/---
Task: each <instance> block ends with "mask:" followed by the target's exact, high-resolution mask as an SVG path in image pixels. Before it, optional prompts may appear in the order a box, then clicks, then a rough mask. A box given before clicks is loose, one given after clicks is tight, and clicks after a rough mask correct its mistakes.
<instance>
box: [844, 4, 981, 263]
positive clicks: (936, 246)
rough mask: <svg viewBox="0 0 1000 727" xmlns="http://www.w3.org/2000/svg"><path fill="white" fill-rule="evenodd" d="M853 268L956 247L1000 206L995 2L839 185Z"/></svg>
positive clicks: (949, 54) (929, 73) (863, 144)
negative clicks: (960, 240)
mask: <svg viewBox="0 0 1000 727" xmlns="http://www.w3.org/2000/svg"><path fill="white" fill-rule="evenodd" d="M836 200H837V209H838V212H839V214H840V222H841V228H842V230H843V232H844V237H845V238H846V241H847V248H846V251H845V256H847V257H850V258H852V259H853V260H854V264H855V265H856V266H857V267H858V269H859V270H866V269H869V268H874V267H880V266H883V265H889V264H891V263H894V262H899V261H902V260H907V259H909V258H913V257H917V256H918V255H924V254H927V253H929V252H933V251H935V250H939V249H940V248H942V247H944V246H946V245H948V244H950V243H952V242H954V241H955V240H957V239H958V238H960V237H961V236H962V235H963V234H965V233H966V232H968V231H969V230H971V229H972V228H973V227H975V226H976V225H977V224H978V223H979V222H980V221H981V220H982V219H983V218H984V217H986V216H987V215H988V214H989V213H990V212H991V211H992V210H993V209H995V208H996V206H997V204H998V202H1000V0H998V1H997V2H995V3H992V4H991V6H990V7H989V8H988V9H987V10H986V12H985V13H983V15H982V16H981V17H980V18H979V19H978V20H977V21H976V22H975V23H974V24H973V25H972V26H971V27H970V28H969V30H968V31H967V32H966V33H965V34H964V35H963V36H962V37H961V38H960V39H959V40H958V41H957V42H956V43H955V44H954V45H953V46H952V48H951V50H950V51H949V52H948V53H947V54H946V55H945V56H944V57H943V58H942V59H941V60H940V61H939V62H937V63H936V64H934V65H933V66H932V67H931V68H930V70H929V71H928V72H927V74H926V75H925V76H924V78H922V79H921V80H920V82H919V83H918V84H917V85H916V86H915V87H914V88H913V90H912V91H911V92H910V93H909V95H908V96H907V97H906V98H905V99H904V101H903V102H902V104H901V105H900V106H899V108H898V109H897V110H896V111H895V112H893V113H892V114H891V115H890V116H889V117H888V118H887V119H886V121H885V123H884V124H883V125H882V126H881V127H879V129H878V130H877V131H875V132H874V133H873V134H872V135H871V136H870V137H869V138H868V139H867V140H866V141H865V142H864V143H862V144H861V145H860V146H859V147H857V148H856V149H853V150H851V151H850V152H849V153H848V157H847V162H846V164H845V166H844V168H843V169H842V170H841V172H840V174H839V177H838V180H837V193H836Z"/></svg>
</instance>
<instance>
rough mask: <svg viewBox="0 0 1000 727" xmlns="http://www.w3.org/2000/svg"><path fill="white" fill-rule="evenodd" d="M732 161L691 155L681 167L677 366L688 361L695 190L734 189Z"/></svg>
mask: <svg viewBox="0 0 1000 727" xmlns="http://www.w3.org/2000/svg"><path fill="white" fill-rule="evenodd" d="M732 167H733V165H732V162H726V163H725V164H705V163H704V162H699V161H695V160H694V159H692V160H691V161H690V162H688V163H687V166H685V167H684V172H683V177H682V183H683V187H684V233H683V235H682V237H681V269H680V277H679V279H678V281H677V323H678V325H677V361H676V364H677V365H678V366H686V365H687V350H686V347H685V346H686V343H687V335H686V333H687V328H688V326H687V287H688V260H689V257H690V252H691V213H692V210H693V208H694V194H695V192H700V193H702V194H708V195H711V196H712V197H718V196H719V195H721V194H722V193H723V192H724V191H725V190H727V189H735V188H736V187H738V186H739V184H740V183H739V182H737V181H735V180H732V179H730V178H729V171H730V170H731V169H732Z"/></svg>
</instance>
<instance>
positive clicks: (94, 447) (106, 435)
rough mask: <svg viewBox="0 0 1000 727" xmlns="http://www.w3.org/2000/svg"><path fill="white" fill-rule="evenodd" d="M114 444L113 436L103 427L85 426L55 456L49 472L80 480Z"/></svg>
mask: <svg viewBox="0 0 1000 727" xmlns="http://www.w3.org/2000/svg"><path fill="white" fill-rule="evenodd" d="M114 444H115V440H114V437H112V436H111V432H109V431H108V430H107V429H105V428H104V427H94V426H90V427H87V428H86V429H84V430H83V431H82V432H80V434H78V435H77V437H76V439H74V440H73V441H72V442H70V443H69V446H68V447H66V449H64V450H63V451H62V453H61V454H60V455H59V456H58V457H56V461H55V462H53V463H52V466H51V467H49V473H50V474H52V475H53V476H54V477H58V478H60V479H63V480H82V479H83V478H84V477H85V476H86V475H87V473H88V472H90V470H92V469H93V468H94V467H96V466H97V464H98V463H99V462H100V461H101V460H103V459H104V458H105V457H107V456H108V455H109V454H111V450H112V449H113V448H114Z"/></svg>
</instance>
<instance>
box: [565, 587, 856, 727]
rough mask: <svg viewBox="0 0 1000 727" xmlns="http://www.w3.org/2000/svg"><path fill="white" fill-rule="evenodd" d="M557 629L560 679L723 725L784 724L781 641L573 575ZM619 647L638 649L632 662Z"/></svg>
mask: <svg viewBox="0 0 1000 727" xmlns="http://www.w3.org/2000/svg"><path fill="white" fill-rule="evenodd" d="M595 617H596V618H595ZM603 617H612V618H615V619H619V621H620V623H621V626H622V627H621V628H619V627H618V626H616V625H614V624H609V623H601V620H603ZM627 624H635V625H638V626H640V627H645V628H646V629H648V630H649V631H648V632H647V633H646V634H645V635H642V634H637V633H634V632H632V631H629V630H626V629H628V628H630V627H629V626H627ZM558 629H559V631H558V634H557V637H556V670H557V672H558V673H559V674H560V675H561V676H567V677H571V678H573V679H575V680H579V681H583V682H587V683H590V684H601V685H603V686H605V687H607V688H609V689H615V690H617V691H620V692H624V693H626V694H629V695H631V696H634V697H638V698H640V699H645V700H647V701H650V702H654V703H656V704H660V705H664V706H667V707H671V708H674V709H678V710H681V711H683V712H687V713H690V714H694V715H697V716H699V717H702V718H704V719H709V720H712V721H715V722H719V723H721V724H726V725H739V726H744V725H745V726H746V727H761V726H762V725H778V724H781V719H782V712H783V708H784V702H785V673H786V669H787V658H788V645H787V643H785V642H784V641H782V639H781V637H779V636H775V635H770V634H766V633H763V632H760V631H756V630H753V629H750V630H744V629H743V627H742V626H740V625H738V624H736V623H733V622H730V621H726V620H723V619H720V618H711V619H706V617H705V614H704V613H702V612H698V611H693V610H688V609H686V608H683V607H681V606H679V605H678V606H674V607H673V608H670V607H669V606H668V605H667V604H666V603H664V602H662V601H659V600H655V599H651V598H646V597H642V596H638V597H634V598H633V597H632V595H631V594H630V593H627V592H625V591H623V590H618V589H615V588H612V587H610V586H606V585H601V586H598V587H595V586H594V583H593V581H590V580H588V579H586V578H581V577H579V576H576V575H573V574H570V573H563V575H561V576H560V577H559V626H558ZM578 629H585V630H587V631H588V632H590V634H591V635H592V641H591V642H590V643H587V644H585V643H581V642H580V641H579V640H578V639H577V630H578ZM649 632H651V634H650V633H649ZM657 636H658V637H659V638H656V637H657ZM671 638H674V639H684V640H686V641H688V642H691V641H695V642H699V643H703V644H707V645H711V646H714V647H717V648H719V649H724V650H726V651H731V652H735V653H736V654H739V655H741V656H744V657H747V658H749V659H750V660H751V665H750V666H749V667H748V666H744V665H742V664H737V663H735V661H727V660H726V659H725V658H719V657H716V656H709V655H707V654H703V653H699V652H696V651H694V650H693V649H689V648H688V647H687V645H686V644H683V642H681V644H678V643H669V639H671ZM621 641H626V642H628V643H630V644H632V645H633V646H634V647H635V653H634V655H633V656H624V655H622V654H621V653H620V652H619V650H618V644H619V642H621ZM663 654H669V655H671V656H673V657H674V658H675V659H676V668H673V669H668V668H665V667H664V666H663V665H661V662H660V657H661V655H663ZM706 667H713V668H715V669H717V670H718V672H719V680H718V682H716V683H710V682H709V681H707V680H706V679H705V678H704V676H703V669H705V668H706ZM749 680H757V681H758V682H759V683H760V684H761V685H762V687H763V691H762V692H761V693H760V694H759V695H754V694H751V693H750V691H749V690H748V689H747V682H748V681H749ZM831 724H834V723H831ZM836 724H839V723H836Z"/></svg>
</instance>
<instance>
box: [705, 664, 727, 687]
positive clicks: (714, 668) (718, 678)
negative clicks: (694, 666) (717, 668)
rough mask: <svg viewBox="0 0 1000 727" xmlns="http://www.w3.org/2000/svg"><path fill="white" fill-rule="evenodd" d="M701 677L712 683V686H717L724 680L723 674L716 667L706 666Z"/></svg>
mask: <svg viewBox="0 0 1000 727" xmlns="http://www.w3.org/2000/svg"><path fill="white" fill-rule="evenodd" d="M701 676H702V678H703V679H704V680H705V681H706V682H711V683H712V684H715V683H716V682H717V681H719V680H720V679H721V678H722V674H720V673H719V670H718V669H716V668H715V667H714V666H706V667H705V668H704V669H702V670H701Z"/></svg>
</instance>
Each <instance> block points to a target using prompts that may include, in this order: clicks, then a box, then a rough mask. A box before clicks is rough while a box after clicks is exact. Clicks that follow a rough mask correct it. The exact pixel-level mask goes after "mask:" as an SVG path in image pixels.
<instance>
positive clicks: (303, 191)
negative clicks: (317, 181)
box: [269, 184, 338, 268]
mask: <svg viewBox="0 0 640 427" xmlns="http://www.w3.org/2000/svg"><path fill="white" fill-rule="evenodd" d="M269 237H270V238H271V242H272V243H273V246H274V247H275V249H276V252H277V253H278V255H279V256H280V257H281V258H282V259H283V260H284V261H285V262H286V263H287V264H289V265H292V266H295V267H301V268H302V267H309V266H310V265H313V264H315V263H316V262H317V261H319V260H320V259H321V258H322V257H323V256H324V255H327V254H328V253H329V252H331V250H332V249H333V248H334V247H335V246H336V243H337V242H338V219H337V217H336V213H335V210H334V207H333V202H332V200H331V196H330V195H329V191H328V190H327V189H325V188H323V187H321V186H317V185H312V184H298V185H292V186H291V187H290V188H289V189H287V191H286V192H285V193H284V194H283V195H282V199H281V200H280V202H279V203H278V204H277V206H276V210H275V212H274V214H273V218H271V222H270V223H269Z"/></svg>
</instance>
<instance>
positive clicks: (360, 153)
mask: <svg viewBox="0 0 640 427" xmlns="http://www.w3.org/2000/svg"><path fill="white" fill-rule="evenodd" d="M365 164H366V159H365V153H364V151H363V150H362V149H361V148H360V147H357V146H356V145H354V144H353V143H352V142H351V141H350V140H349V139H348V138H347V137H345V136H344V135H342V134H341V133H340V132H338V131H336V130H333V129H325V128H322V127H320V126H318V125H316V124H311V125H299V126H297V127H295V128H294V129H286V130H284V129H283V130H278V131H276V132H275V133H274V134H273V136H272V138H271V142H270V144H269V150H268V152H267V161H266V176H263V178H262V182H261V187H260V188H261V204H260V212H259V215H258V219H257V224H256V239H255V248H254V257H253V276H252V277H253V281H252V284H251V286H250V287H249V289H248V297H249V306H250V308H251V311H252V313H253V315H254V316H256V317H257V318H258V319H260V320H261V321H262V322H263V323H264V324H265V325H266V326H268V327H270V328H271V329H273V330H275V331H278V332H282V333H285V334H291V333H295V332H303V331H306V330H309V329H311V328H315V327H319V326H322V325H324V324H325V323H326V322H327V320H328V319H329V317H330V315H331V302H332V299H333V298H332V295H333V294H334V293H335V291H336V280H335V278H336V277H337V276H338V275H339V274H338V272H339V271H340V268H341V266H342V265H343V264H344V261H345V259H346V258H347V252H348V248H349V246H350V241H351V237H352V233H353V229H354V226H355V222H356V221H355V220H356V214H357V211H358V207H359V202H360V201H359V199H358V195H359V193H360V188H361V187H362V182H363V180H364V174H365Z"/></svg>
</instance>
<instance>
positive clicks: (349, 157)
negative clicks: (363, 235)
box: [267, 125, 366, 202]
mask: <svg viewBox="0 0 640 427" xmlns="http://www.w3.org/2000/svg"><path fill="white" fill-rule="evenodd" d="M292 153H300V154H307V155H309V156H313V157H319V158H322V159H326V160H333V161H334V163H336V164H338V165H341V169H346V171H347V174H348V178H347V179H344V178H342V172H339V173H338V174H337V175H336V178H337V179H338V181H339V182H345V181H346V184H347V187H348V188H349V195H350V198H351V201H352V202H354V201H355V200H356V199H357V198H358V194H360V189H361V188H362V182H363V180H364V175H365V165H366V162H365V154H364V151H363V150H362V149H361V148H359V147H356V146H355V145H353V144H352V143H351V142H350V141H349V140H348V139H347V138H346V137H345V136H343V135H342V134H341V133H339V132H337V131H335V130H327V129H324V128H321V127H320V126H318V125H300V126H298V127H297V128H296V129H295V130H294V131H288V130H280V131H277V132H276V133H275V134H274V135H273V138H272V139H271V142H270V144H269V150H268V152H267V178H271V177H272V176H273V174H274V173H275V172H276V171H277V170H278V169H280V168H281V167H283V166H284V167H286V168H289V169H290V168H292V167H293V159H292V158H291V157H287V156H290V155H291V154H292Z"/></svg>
\---
» **Your instructions**: How many lines in the listing above contain "image"? Give the number and nothing else.

» **Reply**: 2